Requirement: Put the lines from the one with "like [(141, 162)]." through the end of the lines into a two-column CSV with columns task and value. Make one row per item: its wording goes under task and its answer under value, each in a single quoted field with line breaks turned into spaces.

Point labeling lines:
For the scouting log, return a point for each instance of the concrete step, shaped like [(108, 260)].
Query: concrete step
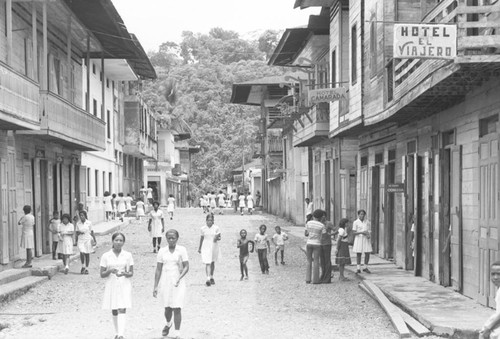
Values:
[(8, 276), (14, 289)]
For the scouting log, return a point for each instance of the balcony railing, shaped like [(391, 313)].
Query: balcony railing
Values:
[(70, 124), (476, 35), (18, 100)]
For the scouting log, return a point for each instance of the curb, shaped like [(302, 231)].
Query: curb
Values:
[(435, 329)]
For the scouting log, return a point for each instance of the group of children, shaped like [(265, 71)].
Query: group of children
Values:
[(211, 202)]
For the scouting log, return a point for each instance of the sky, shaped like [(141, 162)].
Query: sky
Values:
[(158, 21)]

Solution:
task,value
"For the scouting log, return a point for each instance of the sky, shaped like [(141, 162)]. Query: sky Values:","[(158, 21)]"